Rewrite all the items below as one numbered list with one entry per line, leaving out any blank lines.

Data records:
----

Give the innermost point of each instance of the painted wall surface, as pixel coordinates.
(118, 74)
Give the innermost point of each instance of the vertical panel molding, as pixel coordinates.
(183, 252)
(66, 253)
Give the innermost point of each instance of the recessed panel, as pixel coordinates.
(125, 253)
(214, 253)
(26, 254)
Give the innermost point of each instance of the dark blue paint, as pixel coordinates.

----

# Written answer:
1. Give the innermost point of each instance of the painted wall surface, as pixel coordinates.
2. (118, 74)
3. Give the innermost point of each instance of the vertical panel molding, as pixel coordinates.
4. (183, 252)
5. (66, 253)
6. Give the innermost point of each instance of the recessed panel, as pixel coordinates.
7. (125, 253)
8. (214, 253)
9. (26, 254)
10. Give the innermost point of each instance of the dark blue paint, as pixel coordinates.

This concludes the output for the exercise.